*WORK TO BE COMPLETED*. Set down each of the records below exactly as it reads. No pictures go into the copy.

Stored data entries
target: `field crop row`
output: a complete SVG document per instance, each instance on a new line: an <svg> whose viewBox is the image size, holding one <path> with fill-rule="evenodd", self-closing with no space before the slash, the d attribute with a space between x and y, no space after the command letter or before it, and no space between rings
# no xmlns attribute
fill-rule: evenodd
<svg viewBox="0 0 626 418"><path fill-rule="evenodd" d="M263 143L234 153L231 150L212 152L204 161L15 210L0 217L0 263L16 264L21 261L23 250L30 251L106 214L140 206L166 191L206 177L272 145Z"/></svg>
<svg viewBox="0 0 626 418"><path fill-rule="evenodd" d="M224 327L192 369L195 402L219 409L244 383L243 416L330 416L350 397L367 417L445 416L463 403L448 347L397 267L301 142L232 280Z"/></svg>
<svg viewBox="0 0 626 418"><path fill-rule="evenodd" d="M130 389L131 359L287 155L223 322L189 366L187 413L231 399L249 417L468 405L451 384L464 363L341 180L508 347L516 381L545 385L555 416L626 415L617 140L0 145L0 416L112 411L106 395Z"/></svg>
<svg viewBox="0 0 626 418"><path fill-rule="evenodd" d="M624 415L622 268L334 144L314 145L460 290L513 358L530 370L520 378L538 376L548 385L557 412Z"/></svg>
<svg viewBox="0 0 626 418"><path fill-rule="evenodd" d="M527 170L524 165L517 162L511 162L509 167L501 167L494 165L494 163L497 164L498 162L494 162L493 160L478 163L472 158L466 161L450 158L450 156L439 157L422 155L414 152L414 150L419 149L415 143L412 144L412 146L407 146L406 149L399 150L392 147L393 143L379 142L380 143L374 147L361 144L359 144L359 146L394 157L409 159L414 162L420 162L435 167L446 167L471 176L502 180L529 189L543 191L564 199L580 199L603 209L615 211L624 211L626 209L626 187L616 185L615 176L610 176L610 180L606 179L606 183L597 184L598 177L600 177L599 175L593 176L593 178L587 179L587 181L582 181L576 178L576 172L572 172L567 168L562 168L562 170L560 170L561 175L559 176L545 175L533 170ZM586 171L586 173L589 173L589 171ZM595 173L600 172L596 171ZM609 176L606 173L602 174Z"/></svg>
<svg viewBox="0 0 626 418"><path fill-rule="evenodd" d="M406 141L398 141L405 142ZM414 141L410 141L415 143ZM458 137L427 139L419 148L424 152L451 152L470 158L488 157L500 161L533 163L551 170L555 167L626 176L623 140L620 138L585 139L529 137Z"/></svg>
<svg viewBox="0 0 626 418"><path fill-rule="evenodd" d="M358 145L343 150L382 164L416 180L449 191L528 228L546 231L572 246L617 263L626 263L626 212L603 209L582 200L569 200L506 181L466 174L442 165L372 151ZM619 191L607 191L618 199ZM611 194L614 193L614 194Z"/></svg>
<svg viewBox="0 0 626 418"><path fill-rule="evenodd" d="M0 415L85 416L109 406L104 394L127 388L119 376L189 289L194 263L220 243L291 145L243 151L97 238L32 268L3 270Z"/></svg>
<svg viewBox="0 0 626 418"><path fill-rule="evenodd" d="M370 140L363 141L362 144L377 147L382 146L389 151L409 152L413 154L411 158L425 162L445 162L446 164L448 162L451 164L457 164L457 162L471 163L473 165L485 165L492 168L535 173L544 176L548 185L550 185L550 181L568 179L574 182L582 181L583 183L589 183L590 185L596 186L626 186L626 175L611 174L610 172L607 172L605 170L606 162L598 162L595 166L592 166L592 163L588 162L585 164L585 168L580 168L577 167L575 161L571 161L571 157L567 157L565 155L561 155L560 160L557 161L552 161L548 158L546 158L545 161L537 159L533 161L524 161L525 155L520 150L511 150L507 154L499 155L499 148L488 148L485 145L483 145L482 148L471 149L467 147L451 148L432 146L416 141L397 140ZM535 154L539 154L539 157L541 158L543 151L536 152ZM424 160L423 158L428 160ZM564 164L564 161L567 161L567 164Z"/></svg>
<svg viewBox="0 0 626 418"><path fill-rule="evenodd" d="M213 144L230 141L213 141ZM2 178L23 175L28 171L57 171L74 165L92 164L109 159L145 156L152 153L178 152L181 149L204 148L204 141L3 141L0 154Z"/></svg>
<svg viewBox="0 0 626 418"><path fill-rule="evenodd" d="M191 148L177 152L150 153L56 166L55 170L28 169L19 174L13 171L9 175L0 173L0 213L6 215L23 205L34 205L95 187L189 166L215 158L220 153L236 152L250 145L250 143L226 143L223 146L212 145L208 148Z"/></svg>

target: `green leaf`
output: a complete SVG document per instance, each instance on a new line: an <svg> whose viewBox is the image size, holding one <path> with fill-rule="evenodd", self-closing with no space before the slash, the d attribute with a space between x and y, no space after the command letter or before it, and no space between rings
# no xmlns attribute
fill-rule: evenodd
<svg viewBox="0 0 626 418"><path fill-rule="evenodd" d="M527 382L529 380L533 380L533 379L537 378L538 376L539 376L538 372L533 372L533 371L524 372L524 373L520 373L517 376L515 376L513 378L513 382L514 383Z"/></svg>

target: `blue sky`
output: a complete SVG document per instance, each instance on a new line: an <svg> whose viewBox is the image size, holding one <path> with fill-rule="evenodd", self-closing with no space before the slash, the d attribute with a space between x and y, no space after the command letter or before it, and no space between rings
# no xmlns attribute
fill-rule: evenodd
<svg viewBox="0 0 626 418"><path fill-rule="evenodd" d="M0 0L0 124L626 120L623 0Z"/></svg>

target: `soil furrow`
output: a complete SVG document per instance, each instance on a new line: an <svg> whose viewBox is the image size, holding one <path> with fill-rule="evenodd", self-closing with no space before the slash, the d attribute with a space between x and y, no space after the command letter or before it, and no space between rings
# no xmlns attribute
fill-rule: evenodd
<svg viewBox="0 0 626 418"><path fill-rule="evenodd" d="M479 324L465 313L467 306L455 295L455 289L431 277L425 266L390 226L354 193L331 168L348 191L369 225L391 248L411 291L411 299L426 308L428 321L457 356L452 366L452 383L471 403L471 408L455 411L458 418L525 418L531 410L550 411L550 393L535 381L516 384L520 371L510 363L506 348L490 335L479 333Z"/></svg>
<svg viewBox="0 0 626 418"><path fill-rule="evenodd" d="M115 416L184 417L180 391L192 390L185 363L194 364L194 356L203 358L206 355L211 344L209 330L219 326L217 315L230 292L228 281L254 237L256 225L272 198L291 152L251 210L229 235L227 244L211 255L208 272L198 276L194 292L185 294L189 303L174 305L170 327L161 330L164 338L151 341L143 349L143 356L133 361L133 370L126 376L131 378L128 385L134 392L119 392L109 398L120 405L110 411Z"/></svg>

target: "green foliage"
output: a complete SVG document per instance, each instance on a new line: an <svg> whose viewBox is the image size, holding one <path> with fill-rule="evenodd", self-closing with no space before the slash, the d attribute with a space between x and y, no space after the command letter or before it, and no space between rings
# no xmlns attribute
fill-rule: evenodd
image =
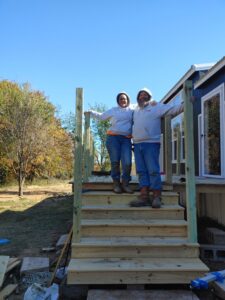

*RESPONSE*.
target: `field crop row`
output: a complete SVG document per instance, each instance on a new line: an <svg> whose viewBox is the image size, holding one <path> with fill-rule="evenodd", self-closing with no space before the slash, the d attribute with a space between x and y, no space after the command letter or before it, and no space between rings
# no xmlns attribute
fill-rule: evenodd
<svg viewBox="0 0 626 418"><path fill-rule="evenodd" d="M263 143L234 153L231 150L212 152L204 161L15 210L0 217L0 263L16 264L21 261L23 250L30 251L106 214L140 206L166 191L206 177L272 145Z"/></svg>
<svg viewBox="0 0 626 418"><path fill-rule="evenodd" d="M224 327L192 369L195 402L219 409L244 383L243 416L330 416L350 397L367 417L445 416L463 403L448 347L397 267L301 142L232 280Z"/></svg>
<svg viewBox="0 0 626 418"><path fill-rule="evenodd" d="M130 389L131 359L287 155L223 322L189 366L187 413L231 399L249 417L468 405L451 384L464 363L341 180L508 347L516 381L545 385L555 416L626 415L617 140L0 145L0 416L112 411L106 395Z"/></svg>
<svg viewBox="0 0 626 418"><path fill-rule="evenodd" d="M624 415L622 268L334 144L314 145L460 290L513 358L530 370L520 378L538 376L548 385L557 412Z"/></svg>
<svg viewBox="0 0 626 418"><path fill-rule="evenodd" d="M527 170L524 165L517 162L511 162L509 167L501 167L494 165L494 163L497 164L498 162L494 162L493 160L478 163L472 158L466 161L450 158L450 156L439 157L422 155L414 152L414 150L419 149L415 143L412 144L412 146L407 146L406 149L399 150L392 147L393 143L379 142L380 143L374 147L361 144L359 144L359 146L394 157L409 159L414 162L420 162L435 167L446 167L471 176L502 180L529 189L543 191L564 199L580 199L603 209L615 211L624 211L626 209L626 187L616 185L615 176L610 176L610 180L606 179L606 183L597 184L598 177L600 177L599 175L593 176L593 178L587 179L587 181L582 181L576 178L576 172L572 172L567 168L562 168L562 170L560 170L561 175L559 176L545 175L533 170ZM586 171L586 173L589 173L589 171ZM595 173L600 172L596 171ZM609 176L606 173L602 174Z"/></svg>
<svg viewBox="0 0 626 418"><path fill-rule="evenodd" d="M406 141L398 141L405 142ZM414 141L410 141L415 143ZM458 137L427 139L419 148L424 152L451 152L470 158L488 157L500 161L533 163L551 170L555 167L626 176L623 140L620 138L585 139L529 137Z"/></svg>
<svg viewBox="0 0 626 418"><path fill-rule="evenodd" d="M358 145L343 150L382 164L416 180L449 191L528 228L546 231L572 246L617 263L626 263L626 212L603 209L582 200L569 200L506 181L466 174L442 165L372 151ZM619 191L607 191L618 199ZM611 194L614 193L614 194Z"/></svg>
<svg viewBox="0 0 626 418"><path fill-rule="evenodd" d="M0 415L85 416L109 406L104 394L127 388L119 376L189 289L194 263L220 243L291 145L243 151L97 238L32 268L3 270Z"/></svg>
<svg viewBox="0 0 626 418"><path fill-rule="evenodd" d="M370 140L363 141L362 144L377 147L382 146L389 151L409 152L413 154L411 158L425 162L445 162L446 164L448 162L451 164L457 164L457 162L471 163L473 165L485 165L492 168L535 173L544 176L548 185L550 185L550 181L568 179L574 182L582 181L583 183L589 183L590 185L596 186L626 186L626 175L611 174L610 172L607 172L605 170L606 162L598 162L595 166L592 166L592 163L588 162L585 164L585 168L580 168L577 167L575 161L571 161L571 157L567 157L565 155L561 155L560 160L557 161L552 161L548 158L546 158L545 161L537 159L533 161L524 161L525 155L520 150L511 150L507 154L499 155L499 148L488 148L485 145L483 145L482 148L471 149L467 147L451 148L432 146L416 141L397 140ZM535 154L539 154L539 157L541 158L543 151L536 152ZM424 160L423 158L428 160ZM564 164L564 161L567 161L567 164Z"/></svg>
<svg viewBox="0 0 626 418"><path fill-rule="evenodd" d="M213 144L230 141L213 141ZM2 178L23 175L28 171L57 171L74 165L92 164L109 159L145 156L152 153L178 152L181 149L204 148L204 141L3 141L0 154Z"/></svg>
<svg viewBox="0 0 626 418"><path fill-rule="evenodd" d="M191 148L177 152L150 153L56 166L55 170L28 169L19 174L13 171L9 175L0 173L0 213L6 215L23 205L34 205L95 187L189 166L215 158L220 153L236 152L250 145L250 143L226 143L223 146L212 145L208 148Z"/></svg>

target: `green leaf`
output: a complete SVG document per instance, each instance on a new line: an <svg> whose viewBox is the image size, holding one <path> with fill-rule="evenodd", self-closing with no space before the slash, the d attribute with a space between x and y, no space after the command letter or before it, and no space between rings
# no xmlns attribute
fill-rule: evenodd
<svg viewBox="0 0 626 418"><path fill-rule="evenodd" d="M527 382L529 380L533 380L533 379L537 378L538 376L539 376L538 372L533 372L533 371L524 372L524 373L520 373L517 376L515 376L513 378L513 382L514 383Z"/></svg>

target: `blue sky`
output: a complete SVG document per instance, each instance on a new line: an <svg> whose viewBox is the image size, holding one <path> with fill-rule="evenodd", self-closing with no space before the slash, the d attribute with a space between x and y, no space after the command letter or before it, and no space between rings
# no xmlns attribute
fill-rule: evenodd
<svg viewBox="0 0 626 418"><path fill-rule="evenodd" d="M0 0L0 124L626 120L623 0Z"/></svg>

target: `soil furrow`
output: a complete SVG document per instance, each instance on a new line: an <svg> whose viewBox is the image size, holding one <path> with fill-rule="evenodd", self-closing with no space before the slash, the d attribute with a space between x and y, no space after the command letter or before it, and no space between rings
# no xmlns attribute
fill-rule: evenodd
<svg viewBox="0 0 626 418"><path fill-rule="evenodd" d="M479 324L465 313L467 306L455 295L455 289L431 277L425 266L390 226L354 193L331 168L348 191L369 225L391 248L411 291L411 299L426 308L428 321L457 356L452 366L452 383L471 403L471 408L455 411L458 418L525 418L531 410L550 411L550 393L535 381L516 384L520 371L510 363L506 348L490 335L479 333Z"/></svg>
<svg viewBox="0 0 626 418"><path fill-rule="evenodd" d="M115 416L184 417L180 391L192 390L185 363L194 364L194 356L203 358L206 355L211 344L209 330L219 326L217 315L230 292L228 281L254 237L256 225L272 198L291 152L251 210L229 235L227 244L211 255L208 272L198 276L194 292L185 294L189 303L174 305L170 327L161 330L164 338L151 341L143 349L143 356L133 361L133 370L126 376L131 378L128 385L134 392L119 392L109 398L120 405L110 411Z"/></svg>

target: "green foliage"
output: a complete SVG document per instance, each instance on a new line: an <svg> whose viewBox is the image size, holding one <path> with fill-rule="evenodd", self-closing with no space before the slash, the d attribute with a space between x and y, no space after the command letter or before it, and no space between rings
# no xmlns attribute
fill-rule: evenodd
image =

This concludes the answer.